• Source passage:
▶

Investing in women

July 17, 2013

This morning I attended a breakfast talk given by the Pipeline Fellowship and featuring guest speaker and serial entrepreneur (and she's not even 30) Lauren Maillian Bias. She started in modeling and then became a successful winery owner, as well as taking on many other roles, including that of investor in other people's companies. Which brings us to Pipeline. 

Natalia Oberti Noguera (l) and Lauren Maillian Bias (r)

Pipeline was founded by the equally young and dynamic Natalia Oberti Noguera (see #21), to train women who have some money - they're usually already philanthropists - to become angel investors. Only 16% of women-owned firms seek angel funding (25% of those get it). Currently, 21% of angel investors are women - a big leap from last year, one Pipeline has contributed to and wants to continue to fuel. The idea is that if more angel investors are women, more female-owned companies are likely to receive funding. Here are a few takeaways from today's event, mostly tips for entrepreneurs:

  • Bias said one major turnoff for an investor is an entrepreneur who is not prepared. Potential investors will have many questions and she says when she asks a fairly simple question of an entrepreneur, such as, 'What would you do if you and your business partner parted ways?' and they can't answer, it's a major warning sign. That, and not having thought through a whole slew of potential money questions.

◀

• Provided records:
▶

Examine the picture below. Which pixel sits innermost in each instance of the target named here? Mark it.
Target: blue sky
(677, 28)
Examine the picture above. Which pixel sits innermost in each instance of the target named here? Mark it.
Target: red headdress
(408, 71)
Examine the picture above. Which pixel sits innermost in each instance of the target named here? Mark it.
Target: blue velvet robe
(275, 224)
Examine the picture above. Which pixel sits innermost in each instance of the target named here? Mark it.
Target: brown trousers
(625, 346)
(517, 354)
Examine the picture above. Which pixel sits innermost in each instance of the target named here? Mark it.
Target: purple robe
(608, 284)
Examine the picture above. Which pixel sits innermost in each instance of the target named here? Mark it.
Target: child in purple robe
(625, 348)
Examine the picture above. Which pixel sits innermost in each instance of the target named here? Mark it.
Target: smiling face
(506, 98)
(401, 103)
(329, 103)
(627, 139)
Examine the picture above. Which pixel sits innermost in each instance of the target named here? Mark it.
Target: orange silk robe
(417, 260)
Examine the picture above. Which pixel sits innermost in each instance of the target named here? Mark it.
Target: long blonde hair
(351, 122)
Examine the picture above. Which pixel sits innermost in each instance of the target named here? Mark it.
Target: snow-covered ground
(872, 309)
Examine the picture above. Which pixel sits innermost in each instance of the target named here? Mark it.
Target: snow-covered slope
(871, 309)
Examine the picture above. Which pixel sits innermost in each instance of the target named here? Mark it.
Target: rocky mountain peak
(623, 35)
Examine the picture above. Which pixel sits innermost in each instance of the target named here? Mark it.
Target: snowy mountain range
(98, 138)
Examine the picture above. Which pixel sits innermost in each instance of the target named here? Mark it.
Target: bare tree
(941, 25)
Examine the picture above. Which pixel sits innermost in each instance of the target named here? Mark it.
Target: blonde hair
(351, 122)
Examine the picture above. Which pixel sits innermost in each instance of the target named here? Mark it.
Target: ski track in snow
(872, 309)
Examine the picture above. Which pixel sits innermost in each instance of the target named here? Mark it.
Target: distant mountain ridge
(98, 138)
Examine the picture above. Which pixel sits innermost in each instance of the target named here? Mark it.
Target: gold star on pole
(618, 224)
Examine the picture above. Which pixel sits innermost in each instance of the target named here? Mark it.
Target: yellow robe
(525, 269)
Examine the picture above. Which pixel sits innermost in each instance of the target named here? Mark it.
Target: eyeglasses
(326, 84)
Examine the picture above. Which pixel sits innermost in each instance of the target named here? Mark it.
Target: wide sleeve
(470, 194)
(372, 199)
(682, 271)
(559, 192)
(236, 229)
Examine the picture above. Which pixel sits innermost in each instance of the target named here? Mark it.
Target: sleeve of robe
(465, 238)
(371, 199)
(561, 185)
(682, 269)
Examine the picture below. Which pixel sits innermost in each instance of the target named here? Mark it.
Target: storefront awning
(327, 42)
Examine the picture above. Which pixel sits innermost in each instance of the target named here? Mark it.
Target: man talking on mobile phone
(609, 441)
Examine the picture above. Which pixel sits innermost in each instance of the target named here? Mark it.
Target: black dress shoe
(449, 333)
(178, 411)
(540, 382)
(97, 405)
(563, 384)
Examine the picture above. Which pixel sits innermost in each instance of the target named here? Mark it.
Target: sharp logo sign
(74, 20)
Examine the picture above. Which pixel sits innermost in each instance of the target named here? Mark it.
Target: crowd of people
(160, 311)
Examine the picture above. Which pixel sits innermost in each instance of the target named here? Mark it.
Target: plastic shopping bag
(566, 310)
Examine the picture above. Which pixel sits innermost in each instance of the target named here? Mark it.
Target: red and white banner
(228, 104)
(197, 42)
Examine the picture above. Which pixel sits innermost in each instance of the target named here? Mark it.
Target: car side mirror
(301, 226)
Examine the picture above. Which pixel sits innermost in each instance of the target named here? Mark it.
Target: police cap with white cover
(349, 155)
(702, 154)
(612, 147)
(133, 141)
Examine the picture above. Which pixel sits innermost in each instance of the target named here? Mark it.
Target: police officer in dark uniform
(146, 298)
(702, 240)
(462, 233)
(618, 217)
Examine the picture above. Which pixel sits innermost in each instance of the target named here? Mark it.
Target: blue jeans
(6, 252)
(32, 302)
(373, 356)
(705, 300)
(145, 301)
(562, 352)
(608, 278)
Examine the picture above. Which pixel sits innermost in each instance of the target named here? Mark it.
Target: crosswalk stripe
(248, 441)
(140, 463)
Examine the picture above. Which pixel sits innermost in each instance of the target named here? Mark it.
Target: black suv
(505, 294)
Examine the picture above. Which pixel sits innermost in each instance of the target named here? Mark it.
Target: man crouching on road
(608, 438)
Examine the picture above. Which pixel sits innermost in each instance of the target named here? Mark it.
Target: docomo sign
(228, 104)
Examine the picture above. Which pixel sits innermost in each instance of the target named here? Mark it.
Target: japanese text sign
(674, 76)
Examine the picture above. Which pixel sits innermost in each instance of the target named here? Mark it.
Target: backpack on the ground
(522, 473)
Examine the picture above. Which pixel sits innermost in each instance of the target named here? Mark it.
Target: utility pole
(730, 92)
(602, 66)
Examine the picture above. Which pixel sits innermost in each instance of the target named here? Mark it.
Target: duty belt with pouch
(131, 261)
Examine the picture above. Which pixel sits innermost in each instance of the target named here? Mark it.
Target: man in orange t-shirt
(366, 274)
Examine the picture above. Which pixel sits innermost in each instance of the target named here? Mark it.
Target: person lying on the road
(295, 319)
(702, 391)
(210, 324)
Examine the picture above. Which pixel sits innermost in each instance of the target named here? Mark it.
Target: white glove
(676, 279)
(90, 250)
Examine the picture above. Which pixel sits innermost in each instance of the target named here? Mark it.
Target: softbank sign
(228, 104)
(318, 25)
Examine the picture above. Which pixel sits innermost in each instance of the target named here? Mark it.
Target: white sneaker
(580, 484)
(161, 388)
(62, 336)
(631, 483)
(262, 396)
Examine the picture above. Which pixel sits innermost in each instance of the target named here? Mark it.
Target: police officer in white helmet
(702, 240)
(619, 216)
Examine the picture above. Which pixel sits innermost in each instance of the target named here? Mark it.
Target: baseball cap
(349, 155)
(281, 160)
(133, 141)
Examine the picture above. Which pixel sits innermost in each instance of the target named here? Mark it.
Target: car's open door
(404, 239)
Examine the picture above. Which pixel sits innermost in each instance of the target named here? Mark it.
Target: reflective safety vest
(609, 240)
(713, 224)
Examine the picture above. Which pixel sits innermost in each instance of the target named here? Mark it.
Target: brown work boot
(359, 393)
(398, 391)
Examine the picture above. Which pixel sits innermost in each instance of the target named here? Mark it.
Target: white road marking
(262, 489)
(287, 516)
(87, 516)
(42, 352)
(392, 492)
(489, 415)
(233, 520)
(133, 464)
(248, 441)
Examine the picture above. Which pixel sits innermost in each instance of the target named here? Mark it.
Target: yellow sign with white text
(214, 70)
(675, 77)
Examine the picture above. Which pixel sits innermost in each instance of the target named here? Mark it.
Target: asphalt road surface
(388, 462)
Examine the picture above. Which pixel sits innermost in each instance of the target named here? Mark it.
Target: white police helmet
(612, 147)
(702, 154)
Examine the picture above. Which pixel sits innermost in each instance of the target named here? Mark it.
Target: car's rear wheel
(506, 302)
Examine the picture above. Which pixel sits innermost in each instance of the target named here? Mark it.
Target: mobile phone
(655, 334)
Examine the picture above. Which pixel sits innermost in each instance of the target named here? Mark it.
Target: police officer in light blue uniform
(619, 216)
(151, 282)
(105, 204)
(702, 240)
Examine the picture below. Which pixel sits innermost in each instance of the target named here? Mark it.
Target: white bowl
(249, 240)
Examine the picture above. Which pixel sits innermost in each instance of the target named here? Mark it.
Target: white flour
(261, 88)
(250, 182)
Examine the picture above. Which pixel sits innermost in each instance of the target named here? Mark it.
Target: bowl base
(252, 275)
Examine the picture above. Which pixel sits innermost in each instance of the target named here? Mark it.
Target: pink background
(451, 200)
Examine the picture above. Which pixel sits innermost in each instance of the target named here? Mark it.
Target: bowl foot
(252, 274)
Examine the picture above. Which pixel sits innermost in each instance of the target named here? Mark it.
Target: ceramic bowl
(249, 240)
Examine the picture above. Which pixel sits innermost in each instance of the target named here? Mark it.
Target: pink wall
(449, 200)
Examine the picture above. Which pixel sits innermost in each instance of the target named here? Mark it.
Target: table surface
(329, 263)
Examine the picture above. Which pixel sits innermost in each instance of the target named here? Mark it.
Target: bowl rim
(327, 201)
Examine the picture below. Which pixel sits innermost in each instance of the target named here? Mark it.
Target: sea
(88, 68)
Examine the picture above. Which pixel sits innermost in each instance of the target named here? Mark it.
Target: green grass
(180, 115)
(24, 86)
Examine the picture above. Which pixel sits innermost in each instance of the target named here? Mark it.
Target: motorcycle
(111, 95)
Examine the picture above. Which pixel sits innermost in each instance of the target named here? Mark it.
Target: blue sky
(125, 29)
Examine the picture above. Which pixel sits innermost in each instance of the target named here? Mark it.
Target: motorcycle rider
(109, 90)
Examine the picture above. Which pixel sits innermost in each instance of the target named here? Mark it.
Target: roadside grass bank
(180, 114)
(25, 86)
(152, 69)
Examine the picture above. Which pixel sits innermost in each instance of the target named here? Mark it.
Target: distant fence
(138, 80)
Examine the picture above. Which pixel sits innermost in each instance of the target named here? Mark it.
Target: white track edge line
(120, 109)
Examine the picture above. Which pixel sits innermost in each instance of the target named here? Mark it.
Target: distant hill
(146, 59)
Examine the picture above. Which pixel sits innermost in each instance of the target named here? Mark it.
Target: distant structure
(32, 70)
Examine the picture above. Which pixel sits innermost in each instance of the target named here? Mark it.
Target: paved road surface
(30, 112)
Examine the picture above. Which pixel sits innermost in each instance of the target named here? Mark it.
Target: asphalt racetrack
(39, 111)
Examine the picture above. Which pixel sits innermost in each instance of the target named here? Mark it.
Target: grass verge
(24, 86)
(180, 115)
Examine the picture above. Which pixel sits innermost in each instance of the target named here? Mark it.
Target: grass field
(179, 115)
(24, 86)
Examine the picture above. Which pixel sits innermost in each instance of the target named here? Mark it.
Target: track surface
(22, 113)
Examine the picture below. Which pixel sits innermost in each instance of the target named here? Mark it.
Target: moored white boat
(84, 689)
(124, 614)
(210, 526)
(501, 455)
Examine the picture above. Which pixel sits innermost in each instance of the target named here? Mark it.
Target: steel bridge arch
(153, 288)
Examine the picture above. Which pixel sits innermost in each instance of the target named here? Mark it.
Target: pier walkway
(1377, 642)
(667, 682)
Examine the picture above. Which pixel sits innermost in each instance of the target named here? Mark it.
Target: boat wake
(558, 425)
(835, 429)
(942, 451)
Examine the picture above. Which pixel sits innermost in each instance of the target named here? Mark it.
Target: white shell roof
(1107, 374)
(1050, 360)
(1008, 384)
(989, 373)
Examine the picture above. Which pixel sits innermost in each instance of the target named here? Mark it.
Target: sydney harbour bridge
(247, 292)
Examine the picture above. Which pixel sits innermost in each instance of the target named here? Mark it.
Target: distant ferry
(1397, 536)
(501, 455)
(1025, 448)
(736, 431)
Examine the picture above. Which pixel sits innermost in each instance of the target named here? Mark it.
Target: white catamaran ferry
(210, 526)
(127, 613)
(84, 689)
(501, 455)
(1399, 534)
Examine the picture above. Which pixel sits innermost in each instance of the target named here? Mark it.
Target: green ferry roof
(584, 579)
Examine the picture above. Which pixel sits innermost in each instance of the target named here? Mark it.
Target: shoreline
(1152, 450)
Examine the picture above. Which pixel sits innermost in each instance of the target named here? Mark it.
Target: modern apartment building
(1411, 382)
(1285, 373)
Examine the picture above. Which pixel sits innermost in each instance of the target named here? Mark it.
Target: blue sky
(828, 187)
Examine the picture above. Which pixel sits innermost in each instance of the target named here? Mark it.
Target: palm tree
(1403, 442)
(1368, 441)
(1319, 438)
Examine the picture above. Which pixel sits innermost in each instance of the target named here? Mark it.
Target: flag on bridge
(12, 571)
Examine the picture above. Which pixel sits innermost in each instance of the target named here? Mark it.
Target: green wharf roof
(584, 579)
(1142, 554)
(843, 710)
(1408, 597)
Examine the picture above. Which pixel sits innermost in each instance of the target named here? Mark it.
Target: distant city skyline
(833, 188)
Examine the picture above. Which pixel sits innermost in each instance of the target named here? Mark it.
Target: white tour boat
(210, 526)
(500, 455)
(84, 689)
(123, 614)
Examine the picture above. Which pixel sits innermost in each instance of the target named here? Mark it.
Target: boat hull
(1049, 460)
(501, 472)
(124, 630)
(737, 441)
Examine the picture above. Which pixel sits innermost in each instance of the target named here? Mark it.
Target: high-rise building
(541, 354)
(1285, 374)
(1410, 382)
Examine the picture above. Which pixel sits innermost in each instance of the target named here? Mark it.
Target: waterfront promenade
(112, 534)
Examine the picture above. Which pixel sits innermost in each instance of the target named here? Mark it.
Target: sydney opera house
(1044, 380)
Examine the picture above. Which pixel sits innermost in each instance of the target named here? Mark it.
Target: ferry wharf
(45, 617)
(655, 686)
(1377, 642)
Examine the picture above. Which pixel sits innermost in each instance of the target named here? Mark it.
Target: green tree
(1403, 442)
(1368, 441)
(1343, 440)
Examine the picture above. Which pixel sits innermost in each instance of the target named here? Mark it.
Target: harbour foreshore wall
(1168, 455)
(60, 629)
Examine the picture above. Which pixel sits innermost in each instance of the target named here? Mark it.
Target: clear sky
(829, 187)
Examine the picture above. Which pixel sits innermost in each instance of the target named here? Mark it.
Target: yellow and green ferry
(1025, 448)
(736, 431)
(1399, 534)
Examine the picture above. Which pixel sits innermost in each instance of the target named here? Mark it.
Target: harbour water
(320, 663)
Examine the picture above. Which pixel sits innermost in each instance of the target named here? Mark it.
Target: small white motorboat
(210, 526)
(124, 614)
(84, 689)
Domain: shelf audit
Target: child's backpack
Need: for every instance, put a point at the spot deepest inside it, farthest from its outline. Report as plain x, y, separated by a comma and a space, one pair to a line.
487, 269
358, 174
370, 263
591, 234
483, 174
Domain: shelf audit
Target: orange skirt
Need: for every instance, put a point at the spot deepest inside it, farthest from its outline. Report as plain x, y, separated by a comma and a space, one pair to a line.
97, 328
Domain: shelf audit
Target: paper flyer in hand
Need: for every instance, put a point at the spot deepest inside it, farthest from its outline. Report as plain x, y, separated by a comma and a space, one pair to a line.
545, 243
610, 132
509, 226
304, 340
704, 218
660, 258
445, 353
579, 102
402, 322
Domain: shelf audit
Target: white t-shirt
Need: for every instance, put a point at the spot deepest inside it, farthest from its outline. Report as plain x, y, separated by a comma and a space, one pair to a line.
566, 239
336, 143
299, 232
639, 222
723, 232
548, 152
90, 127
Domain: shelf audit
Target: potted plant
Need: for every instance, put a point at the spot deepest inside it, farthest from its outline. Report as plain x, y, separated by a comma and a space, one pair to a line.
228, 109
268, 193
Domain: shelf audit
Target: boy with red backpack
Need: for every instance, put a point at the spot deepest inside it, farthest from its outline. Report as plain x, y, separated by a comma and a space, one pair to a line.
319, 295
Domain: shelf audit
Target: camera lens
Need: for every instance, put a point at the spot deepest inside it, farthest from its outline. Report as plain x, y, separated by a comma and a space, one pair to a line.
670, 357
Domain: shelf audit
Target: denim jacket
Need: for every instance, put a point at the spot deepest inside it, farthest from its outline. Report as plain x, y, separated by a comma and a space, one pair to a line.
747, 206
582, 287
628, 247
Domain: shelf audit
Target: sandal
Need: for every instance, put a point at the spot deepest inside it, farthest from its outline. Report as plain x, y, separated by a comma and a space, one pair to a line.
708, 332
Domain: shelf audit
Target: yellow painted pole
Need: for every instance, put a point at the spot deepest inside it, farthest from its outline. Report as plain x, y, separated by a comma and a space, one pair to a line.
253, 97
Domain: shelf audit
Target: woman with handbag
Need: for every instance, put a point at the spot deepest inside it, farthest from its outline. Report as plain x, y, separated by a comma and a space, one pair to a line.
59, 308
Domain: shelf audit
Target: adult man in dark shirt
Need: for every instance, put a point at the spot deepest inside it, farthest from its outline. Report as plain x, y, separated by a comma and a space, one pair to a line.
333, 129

◀

• Goals:
A: Count the lines in the records that contain the string "police", and reply with the number alone.
B: Extend the post about investing in women, picking up right after its final sentence.
The records bear no relation to the post about investing in women.

• Results:
A: 5

B:
  • If you email an investor and he/she hasn't got back to you in 24 hours, do not take to Twitter to chase them down. This has happened to Bias and she called it 'obnoxious' behavior. By all means follow up, but give it a while, and think about the way you're coming across (this seems obvious but apparently it escapes a lot of people).
  • As nearly always happens at these kinds of events, Bias, a single parent of two young children, was asked how she managed work and family. She was refreshingly open about this: it wasn't a problem. Her kids are part of her life, her work is part of her life, and that's that. There is no conflict. She said her kids boast about speeches she has given and like to play 'conference calls' and meeting planning with friends when they came over to their house. They think she's cool. She didn't seem remotely stressed about this. Part of me wonders if this is an entrepreneur thing, the other part reflects that Bias was only in her early twenties when she had her first child, and perhaps it's easier to integrate everything when you haven't had that much time to think about it. Again, though, this comes back to entrepreneurship - Bias has never had a traditional job, so she hasn't had to worry about maternity leave or re-integrating into a job and how that company will treat her once she's back. A lot of women in corporate life report their career problems began after they had kids. It was good to hear from someone for whom the oft-cited 'juggle' isn't a big deal (yes, she has a nanny, and she is not struggling financially, which makes all this a lot easier).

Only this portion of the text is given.